→ Exercise passage
***
August 15th 2008

I arrived in San Francisco and will be spending the next few days in “the city by the bay” getting ready for the big roadtrip and taking in some of the sites while I’m here.

I’m staying by Union Square -something of a Times Square of San Francisco. Here you can be entertained by what seems like a continuous stream of performers in the square. My favorite act was the flaming hula hoopers. Now that is something I’d like to say I know how to do. (Note to self – learn to hula a flaming hoop. Hmm, maybe wait until hair is shorter.)

I then headed over to Chinatown. I went here on a family road trip way back when I was 11. It was the first time I had ever used chopsticks. This time I again used chop sticks, but for sushi. I know, sushi is Japanese but I didn’t put the restaurant in Chinatown. Anyway, what was most entertaining about this place was that the sushi arrived on boats that floated around and around the oval bar where you sat. When you saw something you liked float by, you just grabbed it. You would know how much your selection cost by the design and shape of the plate it came on. While I embraced the novelty of this food presentation, since I didn’t know how long these boats had been out to sea, I stuck to the safer sushi bets like cucumber and avocado.

Next order of business was to get the car, an obvious necessity for any roadtrip. I headed over to Mercedes-Benz of San Francisco and met up with Liz Boeder. Liz is a fashionable, petite woman with a head of strawberry blonde curls that frame her face. I wouldn’t say perky, but if there was a word for a hip version of reserved perkiness, I’d use that for Liz. Liz showed me all the car’s features, and all the buttons that do amazing things. And it does a lot of them. This car can practically drive itself. OK, that’s not true of course, and I should not be telling myself that, because that’s a sure recipe for disaster.

But, at the touch of a button, you can shade the back window, close the trunk, ventilate your seat, have your back massaged, answer your phone, get directions, change the songs on your mp3 and for fun, screw with your passenger every few miles by reclining his seat.. Actually, I like that idea. Whenever your husband/significant other is being a backseat driver, recline them to the back seat so it’s official.

Liz explains the car and gives you lots of positive reinforcement when you, let’s say, figure out how to put it into park all by yourself. And she does this in a way that makes you really feel a bit smarter than the pack for figuring out this clever trick. There’s something very warm about her, and personable and sincere.
***
→ Entries shown
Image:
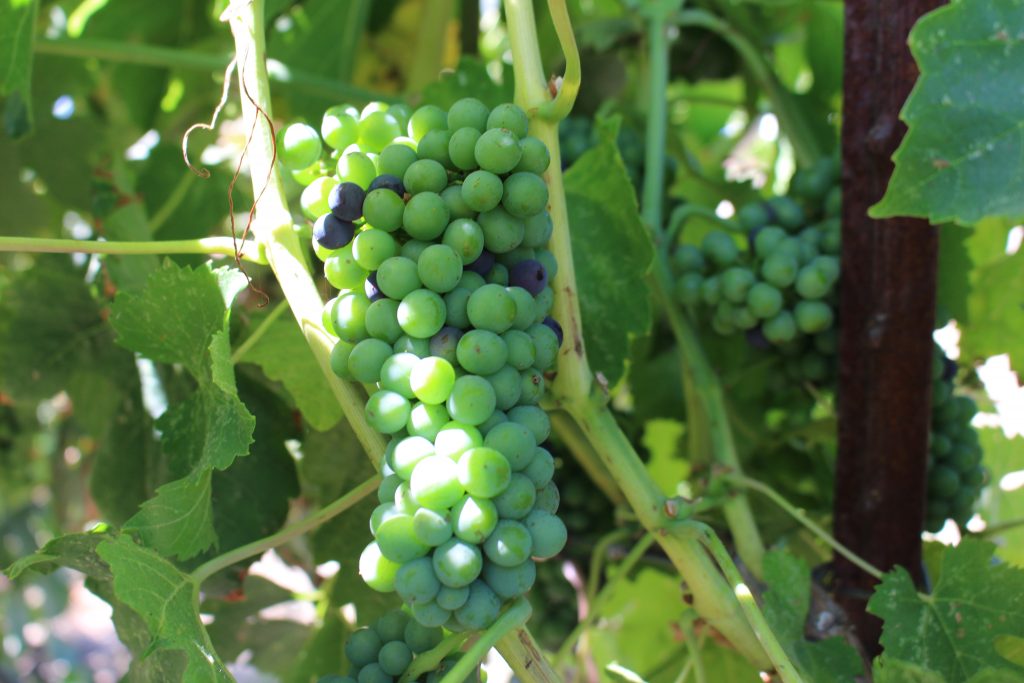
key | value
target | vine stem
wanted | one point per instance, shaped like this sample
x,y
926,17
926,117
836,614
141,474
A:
x,y
293,530
699,382
513,617
707,537
248,250
810,524
272,220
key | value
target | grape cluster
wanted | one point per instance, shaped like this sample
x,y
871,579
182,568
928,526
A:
x,y
383,651
955,474
437,245
780,290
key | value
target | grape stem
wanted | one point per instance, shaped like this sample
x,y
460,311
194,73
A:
x,y
293,530
248,250
513,617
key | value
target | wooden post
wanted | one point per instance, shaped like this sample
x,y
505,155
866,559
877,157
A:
x,y
887,313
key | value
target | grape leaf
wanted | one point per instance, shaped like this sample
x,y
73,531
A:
x,y
173,317
17,30
964,125
156,609
786,604
611,251
286,357
952,630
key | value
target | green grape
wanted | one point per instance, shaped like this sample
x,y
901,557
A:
x,y
377,570
468,113
481,190
498,151
363,647
480,609
356,167
425,175
425,119
502,230
398,276
461,148
535,419
492,308
349,316
541,467
456,204
513,440
474,518
456,438
367,358
382,323
426,420
439,268
507,386
481,352
510,117
387,412
483,472
421,313
720,248
536,158
764,300
371,248
537,229
395,160
548,534
457,563
421,638
383,209
416,581
453,598
545,345
313,197
339,359
509,545
517,501
434,146
465,238
426,216
299,146
510,582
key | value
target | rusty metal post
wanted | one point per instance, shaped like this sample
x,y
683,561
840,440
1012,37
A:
x,y
887,310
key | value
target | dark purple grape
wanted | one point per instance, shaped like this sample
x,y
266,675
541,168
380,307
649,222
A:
x,y
557,329
370,287
346,201
528,274
482,264
386,181
332,232
757,339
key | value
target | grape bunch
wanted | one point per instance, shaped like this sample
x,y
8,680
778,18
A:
x,y
437,245
383,651
780,291
955,474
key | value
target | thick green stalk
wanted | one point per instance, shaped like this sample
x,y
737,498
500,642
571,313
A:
x,y
173,57
294,530
247,250
272,220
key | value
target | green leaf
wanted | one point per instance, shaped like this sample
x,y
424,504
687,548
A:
x,y
612,253
285,356
17,30
786,604
953,630
174,316
964,122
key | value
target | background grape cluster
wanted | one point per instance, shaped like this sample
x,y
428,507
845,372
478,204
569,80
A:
x,y
436,243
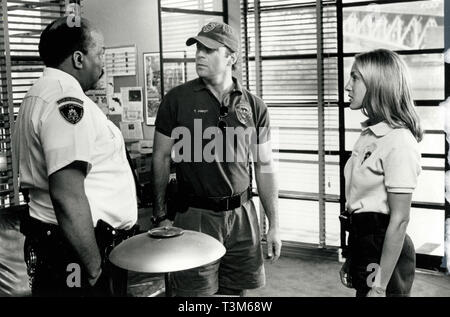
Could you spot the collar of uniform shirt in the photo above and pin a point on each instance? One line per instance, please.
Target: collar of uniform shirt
(380, 129)
(69, 79)
(199, 85)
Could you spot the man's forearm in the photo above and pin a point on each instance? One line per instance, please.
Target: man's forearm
(268, 194)
(75, 220)
(161, 172)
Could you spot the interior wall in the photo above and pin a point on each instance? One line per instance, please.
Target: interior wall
(125, 22)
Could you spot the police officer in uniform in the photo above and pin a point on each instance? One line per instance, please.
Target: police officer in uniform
(215, 191)
(72, 162)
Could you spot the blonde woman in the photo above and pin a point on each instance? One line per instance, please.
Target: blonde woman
(380, 177)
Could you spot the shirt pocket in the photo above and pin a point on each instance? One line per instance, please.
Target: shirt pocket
(108, 145)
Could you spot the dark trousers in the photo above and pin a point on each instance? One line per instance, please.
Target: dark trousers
(366, 239)
(55, 269)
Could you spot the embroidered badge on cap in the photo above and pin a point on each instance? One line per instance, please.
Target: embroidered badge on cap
(71, 109)
(243, 112)
(209, 27)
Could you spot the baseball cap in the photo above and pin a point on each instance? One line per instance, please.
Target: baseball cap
(214, 35)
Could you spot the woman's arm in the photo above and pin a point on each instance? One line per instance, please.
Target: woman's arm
(400, 205)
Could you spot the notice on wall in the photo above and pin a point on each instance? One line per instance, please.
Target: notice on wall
(132, 104)
(120, 61)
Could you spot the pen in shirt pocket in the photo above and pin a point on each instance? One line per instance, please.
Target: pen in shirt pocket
(366, 156)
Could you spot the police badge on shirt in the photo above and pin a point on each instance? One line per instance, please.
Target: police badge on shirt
(243, 112)
(71, 109)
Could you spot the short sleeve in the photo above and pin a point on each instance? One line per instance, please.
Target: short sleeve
(67, 134)
(166, 116)
(402, 168)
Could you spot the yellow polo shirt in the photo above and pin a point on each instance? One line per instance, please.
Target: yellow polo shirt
(384, 159)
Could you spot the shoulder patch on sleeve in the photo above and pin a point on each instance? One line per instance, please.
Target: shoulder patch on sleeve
(71, 109)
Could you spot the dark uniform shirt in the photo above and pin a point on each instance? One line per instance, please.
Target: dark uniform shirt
(190, 114)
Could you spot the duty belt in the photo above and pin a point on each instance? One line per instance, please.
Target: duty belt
(220, 204)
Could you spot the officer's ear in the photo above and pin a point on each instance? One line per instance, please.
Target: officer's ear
(77, 59)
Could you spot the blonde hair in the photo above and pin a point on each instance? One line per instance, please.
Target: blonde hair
(388, 96)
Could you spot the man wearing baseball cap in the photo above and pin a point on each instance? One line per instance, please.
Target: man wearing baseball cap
(215, 192)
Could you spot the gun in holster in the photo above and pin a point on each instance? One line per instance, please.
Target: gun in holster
(346, 221)
(346, 225)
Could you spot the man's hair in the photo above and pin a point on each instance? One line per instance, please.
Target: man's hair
(59, 40)
(388, 96)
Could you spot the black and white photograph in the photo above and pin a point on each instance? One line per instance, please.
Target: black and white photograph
(236, 156)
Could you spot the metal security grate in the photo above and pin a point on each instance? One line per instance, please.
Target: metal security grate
(20, 66)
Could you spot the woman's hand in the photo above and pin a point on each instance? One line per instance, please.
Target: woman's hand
(345, 275)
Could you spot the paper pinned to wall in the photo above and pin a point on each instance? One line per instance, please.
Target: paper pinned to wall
(120, 61)
(132, 130)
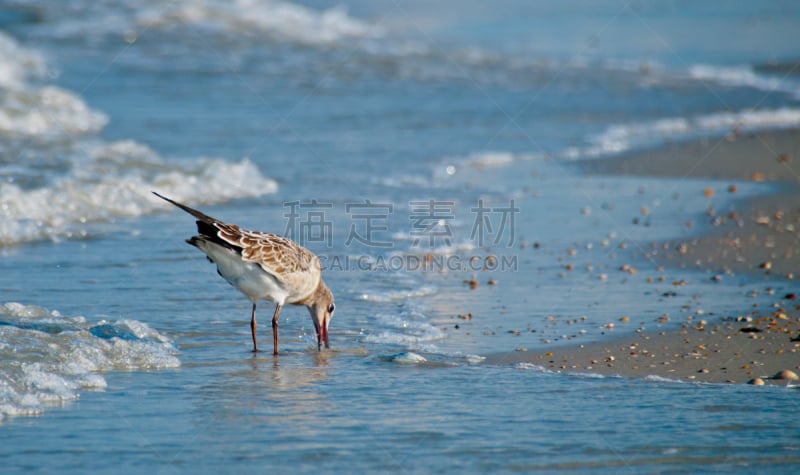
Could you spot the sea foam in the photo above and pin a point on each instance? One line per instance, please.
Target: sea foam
***
→ Work instructions
A) Answer these about the travel diary entry:
(i) Which area of San Francisco is the writer staying near?
(ii) What did the writer order at the sushi restaurant in Chinatown?
(iii) Where did the writer go to pick up the car?
B) Write the next paragraph of the travel diary entry, picking up after its final sentence.
The records have nothing to do with the travel diary entry.

→ Task-by-task outputs
A)
(i) Union Square
(ii) Cucumber and avocado sushi
(iii) Mercedes-Benz of San Francisco

B)
I also knew that Liz had had breast cancer. Or has breast cancer. That’s one of Liz’s thoughts on being a survivor. Had, have? When can you say you are truly done with it? When Liz was first diagnosed they didn’t immediately detect the larger tumor in her breast until much later. So how does she know there isn’t something they still are not or will not detect?

Throughout the hour, the conversation would weave back and forth between setting the fog lights to the effect her cancer has had on her 14 year old daughter, how to close the trunk to her boyfriend picking up her prescriptions, or not picking up her prescriptions.

Certainly cancer changes one’s life in a global sort of way but also in a very logistical way. Taking care of cancer takes up a lot of time. Liz shared with me her belief that “every cancer patient once diagnosed should be assigned an advocate.” Not a loved one, but “someone who knows the system.” Someone who can help with all the other stuff that comes with cancer, the appointments, the prescriptions, the insurance, the bills.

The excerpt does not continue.